Direction -
The lines to extract start at the one containing "Question. For every instance of the selenia" and end with the last line; give them exactly and nothing more.

- - - - - - -

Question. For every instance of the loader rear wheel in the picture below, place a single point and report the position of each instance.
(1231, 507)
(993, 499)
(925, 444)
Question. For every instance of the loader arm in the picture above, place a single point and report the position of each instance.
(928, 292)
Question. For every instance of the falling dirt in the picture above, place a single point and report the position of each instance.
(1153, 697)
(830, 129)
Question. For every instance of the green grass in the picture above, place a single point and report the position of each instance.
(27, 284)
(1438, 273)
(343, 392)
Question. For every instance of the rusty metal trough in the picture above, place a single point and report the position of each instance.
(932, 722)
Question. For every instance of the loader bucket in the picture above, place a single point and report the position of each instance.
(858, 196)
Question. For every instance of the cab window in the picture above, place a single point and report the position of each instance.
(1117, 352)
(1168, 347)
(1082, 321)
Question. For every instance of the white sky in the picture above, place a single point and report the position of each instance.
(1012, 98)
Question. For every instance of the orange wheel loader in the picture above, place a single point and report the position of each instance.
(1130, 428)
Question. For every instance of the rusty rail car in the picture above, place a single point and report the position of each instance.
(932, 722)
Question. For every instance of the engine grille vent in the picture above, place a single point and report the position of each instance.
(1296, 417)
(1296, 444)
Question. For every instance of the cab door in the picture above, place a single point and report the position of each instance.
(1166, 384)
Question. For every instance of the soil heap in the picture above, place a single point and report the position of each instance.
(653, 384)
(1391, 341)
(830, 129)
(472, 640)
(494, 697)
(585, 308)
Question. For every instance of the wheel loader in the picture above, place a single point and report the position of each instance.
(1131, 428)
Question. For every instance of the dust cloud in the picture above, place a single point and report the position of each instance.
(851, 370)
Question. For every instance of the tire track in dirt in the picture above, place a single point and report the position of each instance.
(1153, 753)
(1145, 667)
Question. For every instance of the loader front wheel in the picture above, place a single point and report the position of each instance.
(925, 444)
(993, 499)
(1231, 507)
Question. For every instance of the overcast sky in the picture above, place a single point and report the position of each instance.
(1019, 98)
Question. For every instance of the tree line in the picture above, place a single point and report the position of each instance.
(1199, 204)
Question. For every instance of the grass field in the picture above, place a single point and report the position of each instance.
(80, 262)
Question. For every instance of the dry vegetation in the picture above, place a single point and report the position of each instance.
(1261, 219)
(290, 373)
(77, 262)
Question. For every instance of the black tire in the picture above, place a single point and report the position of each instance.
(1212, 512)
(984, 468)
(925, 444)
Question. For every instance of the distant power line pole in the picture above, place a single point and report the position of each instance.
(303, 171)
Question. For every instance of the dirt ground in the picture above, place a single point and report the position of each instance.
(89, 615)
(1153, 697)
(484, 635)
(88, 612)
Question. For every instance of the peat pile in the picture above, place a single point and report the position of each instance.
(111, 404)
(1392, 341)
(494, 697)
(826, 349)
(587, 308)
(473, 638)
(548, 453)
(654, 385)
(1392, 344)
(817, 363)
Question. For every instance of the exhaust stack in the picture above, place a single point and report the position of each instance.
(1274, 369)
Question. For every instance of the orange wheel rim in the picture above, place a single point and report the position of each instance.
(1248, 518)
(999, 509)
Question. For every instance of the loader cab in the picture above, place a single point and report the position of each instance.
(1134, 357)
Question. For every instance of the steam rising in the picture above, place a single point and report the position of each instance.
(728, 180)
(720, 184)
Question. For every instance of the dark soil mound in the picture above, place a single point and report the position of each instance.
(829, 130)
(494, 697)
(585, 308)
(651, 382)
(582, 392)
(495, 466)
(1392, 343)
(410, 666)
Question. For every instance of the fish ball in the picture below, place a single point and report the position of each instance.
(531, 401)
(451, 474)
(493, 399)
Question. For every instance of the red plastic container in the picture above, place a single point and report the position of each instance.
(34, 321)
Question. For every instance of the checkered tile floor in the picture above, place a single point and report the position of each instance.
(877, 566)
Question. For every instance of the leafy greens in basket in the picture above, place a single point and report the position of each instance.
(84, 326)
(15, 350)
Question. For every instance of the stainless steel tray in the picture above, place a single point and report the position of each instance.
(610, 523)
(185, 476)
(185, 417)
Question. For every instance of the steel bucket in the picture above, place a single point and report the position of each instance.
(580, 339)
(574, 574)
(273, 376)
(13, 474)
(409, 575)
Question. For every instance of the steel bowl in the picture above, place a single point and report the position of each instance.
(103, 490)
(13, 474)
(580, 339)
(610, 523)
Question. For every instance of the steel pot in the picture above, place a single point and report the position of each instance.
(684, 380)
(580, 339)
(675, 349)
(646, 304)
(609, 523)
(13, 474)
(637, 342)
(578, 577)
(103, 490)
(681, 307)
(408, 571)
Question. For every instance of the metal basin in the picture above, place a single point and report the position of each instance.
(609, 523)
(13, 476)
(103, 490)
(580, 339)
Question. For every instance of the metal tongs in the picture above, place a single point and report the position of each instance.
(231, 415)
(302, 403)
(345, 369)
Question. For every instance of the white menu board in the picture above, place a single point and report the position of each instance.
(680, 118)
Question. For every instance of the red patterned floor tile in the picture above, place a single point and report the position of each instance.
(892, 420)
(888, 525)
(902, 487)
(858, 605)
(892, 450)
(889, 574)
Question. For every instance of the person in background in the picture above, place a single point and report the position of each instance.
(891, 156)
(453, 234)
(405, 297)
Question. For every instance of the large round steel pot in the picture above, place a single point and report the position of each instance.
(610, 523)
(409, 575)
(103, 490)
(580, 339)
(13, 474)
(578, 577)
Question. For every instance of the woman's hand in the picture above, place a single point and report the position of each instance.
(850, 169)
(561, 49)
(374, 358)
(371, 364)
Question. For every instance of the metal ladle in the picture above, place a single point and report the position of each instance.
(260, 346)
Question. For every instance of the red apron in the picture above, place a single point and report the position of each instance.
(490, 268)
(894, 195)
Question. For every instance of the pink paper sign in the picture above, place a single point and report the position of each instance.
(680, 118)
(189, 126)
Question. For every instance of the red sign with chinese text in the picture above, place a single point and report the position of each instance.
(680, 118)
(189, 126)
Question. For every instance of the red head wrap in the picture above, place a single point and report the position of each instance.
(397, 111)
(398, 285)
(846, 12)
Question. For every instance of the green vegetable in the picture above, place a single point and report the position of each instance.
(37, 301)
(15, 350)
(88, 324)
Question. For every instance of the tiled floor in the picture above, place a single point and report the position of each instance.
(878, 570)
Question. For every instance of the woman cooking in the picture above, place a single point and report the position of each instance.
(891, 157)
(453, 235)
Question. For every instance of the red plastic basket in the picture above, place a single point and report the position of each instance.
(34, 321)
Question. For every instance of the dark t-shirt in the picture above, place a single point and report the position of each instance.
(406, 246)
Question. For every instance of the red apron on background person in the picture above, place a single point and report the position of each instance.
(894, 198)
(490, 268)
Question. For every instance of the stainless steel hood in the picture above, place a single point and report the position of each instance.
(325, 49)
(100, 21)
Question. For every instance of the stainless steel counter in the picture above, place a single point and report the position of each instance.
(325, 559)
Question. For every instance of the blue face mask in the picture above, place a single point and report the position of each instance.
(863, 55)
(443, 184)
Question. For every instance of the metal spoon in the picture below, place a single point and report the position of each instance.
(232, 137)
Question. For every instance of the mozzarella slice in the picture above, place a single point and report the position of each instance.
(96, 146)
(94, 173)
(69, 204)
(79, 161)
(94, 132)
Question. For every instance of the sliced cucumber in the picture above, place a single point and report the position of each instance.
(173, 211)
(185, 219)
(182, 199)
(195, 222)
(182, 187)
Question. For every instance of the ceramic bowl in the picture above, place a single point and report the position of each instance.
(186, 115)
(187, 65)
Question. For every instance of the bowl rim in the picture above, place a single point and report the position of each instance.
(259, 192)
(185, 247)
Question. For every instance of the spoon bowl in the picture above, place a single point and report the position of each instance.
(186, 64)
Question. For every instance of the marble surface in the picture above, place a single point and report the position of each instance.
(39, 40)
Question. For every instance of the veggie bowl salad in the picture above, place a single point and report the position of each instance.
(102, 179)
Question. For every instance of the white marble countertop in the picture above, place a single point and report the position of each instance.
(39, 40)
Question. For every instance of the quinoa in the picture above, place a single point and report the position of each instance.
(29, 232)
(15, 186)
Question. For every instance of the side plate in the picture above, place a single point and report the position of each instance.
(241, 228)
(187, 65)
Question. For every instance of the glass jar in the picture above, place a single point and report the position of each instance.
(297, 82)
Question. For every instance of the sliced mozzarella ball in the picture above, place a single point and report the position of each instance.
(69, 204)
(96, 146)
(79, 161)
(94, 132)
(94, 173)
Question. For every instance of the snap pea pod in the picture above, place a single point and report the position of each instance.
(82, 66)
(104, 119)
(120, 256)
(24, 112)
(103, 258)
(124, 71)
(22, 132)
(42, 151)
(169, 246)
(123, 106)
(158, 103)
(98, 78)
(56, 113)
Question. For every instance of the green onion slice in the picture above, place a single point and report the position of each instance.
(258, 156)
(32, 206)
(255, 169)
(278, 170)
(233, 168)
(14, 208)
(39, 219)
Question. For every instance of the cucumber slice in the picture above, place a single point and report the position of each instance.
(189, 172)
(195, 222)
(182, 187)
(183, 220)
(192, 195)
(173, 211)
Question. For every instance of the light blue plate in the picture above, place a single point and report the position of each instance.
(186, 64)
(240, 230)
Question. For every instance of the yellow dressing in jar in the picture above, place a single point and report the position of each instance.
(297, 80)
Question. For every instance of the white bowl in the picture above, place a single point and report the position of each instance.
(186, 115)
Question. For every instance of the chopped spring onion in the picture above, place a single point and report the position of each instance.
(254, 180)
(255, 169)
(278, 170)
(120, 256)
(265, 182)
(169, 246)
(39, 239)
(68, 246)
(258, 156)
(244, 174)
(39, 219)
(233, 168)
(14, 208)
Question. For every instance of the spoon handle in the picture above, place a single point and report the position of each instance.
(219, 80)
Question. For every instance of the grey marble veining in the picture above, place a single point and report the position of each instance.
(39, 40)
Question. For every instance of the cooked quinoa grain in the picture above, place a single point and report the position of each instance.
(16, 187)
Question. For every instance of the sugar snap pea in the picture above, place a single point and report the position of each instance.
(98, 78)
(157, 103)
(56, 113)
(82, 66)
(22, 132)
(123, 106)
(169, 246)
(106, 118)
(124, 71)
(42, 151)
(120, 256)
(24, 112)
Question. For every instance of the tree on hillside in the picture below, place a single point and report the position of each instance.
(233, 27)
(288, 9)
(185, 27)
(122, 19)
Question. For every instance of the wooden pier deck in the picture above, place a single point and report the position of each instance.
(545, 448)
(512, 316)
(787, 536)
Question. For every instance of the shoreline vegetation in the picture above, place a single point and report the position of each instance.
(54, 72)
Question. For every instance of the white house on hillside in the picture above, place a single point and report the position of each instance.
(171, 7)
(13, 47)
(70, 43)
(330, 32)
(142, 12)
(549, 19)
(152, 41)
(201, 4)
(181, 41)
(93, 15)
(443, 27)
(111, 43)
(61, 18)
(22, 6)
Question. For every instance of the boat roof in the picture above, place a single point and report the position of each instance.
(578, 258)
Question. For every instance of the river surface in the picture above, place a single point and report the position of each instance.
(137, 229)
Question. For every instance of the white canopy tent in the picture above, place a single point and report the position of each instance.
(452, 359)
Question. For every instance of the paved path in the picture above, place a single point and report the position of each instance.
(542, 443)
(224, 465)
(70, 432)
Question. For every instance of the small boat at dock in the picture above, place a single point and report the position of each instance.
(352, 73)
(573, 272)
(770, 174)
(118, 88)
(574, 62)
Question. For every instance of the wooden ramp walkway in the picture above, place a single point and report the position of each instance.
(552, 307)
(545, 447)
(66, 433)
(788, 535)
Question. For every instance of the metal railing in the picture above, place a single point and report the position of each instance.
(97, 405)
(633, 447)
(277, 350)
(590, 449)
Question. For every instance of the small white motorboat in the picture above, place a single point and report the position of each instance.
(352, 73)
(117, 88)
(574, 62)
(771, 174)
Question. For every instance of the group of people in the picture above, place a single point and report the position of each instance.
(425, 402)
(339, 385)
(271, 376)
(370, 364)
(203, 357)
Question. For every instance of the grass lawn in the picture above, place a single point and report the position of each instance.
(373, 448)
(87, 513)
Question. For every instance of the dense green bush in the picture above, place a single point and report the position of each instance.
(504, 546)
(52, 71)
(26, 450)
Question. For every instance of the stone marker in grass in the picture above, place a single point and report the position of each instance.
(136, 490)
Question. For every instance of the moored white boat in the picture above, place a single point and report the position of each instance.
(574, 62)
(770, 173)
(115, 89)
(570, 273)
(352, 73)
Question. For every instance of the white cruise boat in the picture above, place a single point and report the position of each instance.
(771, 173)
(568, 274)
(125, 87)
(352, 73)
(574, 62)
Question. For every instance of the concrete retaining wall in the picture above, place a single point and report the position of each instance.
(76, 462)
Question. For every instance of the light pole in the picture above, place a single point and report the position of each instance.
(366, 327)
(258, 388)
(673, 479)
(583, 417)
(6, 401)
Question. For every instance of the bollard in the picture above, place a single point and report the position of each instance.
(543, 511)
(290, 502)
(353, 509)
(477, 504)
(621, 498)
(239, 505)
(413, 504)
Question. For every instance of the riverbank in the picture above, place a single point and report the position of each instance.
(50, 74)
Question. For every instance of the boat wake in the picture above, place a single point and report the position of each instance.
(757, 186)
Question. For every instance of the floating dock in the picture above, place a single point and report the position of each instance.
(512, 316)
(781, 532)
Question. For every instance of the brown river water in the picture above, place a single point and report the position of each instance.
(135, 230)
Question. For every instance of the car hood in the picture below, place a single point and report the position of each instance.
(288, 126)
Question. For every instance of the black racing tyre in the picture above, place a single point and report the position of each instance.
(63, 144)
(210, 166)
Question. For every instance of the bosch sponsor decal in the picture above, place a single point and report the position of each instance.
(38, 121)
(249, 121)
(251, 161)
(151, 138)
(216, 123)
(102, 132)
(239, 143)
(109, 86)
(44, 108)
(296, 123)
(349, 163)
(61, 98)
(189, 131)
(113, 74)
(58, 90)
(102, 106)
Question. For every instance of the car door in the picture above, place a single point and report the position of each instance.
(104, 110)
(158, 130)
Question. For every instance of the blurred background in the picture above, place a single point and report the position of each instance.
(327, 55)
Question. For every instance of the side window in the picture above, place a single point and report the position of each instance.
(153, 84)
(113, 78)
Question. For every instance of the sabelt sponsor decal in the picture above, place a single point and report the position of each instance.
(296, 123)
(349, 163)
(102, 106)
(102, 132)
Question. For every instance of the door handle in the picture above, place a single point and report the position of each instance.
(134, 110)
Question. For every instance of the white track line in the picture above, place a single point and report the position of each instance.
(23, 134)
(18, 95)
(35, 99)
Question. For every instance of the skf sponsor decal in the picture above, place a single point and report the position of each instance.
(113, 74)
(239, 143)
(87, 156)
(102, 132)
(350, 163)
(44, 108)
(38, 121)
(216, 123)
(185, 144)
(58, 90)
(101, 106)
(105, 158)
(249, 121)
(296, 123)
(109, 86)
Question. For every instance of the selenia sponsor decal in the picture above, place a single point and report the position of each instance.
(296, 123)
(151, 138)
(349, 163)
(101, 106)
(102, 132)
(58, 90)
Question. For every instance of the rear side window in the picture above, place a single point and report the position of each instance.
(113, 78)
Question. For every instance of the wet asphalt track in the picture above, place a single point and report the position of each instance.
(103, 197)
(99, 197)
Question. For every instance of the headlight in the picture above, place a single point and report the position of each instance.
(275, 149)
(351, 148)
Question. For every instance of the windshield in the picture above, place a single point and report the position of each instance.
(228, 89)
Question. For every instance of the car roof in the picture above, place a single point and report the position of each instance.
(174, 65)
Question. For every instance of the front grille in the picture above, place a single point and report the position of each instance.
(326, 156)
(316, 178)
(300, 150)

- - - - - - -

Finished exercise -
Question. For every instance of the selenia sponsor decal in the picture above, place a single point and report the position of each instance.
(296, 123)
(151, 138)
(349, 163)
(101, 106)
(102, 132)
(58, 90)
Question. For every instance of the rear side window in the picture above, place a single point and report the position of each instance.
(113, 78)
Question. For every instance of the wet asphalt track in the picture above, place a single point and report the position of each instance.
(103, 197)
(99, 197)
Question. For every instance of the headlight in the picture above, place a single point and report the position of each instance.
(275, 149)
(351, 148)
Question. For every instance of the windshield in the picture above, place a single point and report the position of each instance.
(228, 89)
Question. For every instance of the car roof in the picture above, place a single point and report the position of each instance.
(174, 65)
Question. For every instance of the front grille in the picture above, place a single point and report the position of each instance.
(326, 156)
(316, 178)
(300, 150)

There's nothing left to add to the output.